#### [Required work]
Copy everything from the line containing "the gray rain" down to the end of the listing below, character for character.

#### [Extracted entries]

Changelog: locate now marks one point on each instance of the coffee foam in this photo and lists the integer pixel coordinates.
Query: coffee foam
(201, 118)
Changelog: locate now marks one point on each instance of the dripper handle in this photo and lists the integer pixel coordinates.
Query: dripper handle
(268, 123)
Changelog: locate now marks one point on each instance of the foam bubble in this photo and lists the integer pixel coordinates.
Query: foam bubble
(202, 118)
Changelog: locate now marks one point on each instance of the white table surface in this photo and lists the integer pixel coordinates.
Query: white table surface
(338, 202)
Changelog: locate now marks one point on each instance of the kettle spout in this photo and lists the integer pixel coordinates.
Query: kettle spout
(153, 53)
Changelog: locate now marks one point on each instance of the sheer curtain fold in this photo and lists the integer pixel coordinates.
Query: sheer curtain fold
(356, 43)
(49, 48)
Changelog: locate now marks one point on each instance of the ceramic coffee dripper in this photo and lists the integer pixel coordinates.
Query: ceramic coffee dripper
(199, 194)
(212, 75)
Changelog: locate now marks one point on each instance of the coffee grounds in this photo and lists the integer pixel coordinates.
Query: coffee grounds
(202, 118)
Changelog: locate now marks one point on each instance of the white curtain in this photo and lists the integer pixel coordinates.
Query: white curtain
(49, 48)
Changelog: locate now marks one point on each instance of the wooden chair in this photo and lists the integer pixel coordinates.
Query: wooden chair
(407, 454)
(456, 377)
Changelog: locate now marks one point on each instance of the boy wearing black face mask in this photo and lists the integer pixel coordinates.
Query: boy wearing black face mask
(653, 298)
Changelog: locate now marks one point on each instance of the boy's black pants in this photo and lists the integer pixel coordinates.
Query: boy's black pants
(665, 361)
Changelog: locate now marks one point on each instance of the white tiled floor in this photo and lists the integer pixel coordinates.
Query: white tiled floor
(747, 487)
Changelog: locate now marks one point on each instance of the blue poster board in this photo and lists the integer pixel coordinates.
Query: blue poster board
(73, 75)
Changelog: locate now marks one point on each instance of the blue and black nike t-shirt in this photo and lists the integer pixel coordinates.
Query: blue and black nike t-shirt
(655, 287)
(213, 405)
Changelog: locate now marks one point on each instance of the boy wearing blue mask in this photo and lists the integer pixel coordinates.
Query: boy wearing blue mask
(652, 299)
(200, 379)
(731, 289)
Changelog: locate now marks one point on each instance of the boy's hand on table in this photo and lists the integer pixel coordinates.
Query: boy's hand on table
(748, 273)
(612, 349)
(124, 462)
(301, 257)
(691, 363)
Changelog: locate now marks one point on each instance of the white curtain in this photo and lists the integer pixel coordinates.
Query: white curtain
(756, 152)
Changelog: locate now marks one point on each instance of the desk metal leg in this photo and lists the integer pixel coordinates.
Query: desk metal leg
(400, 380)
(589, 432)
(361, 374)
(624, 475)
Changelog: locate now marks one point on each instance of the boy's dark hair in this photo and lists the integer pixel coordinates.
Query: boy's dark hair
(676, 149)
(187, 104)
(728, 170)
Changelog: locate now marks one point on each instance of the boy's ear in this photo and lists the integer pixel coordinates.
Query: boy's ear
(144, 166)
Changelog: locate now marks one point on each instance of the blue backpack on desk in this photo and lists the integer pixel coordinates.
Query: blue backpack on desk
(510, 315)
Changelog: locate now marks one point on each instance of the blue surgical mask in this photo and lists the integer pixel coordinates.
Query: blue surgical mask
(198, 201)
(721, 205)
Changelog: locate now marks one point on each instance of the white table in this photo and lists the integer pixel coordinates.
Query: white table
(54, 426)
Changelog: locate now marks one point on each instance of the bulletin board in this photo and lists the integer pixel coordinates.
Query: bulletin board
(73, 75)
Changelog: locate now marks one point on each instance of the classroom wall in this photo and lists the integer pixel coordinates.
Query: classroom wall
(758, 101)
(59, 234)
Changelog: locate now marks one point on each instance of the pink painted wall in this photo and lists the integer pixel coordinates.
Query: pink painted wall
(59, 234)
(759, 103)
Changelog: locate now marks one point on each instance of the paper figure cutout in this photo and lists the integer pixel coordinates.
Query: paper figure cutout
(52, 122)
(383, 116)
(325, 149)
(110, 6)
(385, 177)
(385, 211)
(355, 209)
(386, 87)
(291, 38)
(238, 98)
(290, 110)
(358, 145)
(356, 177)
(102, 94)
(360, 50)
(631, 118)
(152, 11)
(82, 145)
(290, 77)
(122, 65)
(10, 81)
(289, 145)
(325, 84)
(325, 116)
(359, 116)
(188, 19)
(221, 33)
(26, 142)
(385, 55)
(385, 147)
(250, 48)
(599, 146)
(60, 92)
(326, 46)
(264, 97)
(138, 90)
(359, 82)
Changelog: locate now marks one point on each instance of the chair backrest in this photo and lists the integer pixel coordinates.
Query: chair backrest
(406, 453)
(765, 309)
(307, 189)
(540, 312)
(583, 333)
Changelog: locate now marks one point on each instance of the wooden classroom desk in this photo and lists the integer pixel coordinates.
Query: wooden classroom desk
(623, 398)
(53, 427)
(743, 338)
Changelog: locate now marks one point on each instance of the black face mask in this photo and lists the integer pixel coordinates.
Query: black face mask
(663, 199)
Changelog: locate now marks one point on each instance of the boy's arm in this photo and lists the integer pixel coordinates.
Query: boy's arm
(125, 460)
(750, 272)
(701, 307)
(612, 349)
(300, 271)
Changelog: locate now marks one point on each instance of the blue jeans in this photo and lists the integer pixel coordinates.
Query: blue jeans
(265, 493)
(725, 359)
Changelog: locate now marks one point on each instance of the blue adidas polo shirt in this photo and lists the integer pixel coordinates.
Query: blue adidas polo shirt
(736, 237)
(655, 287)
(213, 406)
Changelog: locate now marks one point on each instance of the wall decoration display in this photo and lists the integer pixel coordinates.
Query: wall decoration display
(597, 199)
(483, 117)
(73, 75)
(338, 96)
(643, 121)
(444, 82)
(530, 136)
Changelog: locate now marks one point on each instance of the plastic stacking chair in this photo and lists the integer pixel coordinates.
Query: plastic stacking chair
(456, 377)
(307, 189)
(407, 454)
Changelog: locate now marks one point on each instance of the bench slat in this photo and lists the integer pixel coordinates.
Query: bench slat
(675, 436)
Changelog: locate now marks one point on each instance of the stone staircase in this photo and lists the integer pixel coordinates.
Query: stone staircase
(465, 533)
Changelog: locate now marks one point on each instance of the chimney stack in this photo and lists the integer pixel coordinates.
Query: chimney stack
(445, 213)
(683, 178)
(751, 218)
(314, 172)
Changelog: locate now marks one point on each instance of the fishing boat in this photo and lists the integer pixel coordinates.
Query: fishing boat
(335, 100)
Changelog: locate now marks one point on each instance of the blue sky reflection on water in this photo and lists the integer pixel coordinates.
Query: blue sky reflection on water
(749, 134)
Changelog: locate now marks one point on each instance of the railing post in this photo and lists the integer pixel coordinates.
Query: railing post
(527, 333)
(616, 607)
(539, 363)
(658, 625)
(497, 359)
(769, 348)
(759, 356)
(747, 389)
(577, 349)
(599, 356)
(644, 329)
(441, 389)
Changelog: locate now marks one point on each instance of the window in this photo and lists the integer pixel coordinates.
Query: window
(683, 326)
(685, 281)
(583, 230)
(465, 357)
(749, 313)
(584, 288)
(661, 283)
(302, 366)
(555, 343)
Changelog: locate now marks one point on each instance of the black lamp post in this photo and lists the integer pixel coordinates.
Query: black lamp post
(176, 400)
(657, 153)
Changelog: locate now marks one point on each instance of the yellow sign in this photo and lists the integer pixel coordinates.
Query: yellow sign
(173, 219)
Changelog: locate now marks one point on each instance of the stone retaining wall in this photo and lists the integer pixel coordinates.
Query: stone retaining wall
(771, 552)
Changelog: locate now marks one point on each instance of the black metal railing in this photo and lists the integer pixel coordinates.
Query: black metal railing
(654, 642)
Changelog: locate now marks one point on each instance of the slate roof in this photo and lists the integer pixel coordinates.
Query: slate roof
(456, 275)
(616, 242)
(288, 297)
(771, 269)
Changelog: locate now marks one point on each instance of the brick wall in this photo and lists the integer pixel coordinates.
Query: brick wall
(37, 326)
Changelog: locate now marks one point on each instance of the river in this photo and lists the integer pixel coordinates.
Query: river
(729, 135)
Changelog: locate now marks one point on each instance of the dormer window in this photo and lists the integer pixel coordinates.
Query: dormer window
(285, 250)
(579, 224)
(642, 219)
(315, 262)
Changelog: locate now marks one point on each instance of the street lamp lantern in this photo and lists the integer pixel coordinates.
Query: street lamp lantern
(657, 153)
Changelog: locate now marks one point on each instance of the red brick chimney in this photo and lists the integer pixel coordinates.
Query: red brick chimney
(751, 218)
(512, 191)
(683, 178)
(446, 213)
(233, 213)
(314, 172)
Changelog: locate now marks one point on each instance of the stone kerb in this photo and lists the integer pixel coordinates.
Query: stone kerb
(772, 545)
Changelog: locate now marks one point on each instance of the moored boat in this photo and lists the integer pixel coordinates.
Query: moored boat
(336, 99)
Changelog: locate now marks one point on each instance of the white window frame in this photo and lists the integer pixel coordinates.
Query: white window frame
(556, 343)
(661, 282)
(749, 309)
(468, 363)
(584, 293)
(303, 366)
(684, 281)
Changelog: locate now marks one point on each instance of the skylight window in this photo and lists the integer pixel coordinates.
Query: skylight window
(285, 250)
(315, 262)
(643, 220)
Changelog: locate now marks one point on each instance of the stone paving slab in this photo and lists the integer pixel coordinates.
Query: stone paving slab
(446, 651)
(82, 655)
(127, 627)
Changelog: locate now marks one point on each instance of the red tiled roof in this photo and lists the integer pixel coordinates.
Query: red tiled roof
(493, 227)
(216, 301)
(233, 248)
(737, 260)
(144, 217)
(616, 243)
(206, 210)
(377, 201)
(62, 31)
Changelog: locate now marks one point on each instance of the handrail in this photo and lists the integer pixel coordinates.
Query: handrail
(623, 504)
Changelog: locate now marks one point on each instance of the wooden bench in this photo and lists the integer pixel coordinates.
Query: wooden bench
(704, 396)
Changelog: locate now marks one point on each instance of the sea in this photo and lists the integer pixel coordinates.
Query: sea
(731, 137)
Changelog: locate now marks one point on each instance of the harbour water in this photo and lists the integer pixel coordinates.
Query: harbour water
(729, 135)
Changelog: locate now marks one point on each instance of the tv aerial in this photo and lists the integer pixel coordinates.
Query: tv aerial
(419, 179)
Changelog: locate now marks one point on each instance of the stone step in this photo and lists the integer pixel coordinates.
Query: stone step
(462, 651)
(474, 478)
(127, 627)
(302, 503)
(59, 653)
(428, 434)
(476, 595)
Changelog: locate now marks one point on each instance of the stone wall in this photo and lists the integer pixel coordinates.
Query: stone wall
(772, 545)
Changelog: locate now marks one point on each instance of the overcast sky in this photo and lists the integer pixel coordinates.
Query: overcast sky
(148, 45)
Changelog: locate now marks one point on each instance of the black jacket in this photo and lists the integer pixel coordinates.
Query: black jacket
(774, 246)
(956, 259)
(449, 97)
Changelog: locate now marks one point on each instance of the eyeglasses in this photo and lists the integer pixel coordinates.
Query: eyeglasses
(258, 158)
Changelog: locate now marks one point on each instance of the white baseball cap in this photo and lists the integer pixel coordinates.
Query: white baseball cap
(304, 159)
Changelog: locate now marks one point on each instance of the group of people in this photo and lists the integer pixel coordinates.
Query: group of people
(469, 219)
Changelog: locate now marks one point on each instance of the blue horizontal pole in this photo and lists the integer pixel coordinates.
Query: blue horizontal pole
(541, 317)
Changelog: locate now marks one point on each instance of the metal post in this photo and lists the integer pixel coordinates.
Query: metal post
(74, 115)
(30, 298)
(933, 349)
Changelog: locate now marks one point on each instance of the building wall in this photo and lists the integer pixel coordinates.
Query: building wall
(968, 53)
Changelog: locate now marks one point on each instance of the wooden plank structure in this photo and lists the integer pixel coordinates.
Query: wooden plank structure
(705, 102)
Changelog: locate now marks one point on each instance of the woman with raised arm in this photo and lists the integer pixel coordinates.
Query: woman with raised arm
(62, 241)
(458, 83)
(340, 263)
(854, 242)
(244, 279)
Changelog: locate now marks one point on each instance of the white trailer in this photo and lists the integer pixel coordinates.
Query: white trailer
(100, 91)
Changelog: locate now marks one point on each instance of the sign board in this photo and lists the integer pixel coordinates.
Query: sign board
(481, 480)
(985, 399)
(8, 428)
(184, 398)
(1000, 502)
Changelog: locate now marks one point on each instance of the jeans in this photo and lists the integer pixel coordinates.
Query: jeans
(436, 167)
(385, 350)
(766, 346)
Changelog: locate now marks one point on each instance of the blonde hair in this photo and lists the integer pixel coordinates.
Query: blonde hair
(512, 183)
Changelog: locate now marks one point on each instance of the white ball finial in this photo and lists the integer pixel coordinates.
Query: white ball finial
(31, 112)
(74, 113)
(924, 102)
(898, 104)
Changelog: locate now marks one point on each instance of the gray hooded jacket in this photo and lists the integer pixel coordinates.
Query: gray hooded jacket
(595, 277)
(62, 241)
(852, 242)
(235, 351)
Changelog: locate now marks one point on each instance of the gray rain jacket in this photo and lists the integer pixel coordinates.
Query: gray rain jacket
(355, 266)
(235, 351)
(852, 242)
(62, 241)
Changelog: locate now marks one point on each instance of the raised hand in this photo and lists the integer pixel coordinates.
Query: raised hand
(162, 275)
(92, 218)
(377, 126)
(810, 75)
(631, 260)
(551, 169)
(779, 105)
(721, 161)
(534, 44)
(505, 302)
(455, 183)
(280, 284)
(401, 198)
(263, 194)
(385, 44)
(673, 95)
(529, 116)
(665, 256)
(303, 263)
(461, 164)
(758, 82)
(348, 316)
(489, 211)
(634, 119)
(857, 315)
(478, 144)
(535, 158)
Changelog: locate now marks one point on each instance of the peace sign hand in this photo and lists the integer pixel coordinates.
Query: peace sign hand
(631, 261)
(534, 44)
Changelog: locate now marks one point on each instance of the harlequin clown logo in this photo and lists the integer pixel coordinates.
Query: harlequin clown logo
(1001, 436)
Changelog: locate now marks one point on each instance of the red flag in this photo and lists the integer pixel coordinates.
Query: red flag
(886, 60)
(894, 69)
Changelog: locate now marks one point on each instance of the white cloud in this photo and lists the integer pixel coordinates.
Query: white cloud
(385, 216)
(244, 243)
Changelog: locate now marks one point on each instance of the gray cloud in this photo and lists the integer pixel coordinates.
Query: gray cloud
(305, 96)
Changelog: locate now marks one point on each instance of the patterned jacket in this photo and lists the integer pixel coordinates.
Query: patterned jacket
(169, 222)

#### [Exercise answer]
Changelog: locate now marks one point on each instance of the gray rain jacket in this photo and lists the integer pixel coordinates.
Query: gray rain jacket
(355, 266)
(235, 351)
(852, 242)
(62, 241)
Changelog: locate now marks one point on each instance of the raised hand in this photo and lists the integer pixel coordinates.
Query: raised hand
(162, 275)
(92, 218)
(377, 126)
(810, 75)
(631, 260)
(551, 169)
(779, 105)
(721, 161)
(534, 44)
(505, 302)
(455, 183)
(280, 284)
(401, 198)
(263, 194)
(385, 44)
(673, 95)
(529, 116)
(665, 256)
(303, 263)
(461, 164)
(758, 82)
(348, 316)
(489, 211)
(634, 119)
(857, 315)
(478, 144)
(535, 158)
Changelog: locate now marks one point on each instance of the peace sign hand in this photo and lists the integer pixel coordinates.
Query: peace sign hand
(631, 261)
(534, 44)
Changelog: locate now marks one point on each instance of the harlequin clown logo in this photo and lists the integer pixel coordinates.
Query: harlequin clown logo
(1001, 436)
Changelog: locate now marks one point on each instance of the red flag in this photo and lists the integer pixel coordinates.
Query: red flag
(886, 60)
(894, 69)
Changelog: locate now marks one point on each instance of the white cloud in this photo and lists the integer pixel coordinates.
Query: white cloud
(385, 216)
(244, 243)
Changelog: locate now marks one point on each instance of the gray cloud in this photo and lists the integer pixel coordinates.
Query: gray cloud
(305, 96)
Changelog: locate now marks one point on each instance of the patterned jacket in this photo and lists the integer pixel coordinates.
Query: patterned jacket
(169, 222)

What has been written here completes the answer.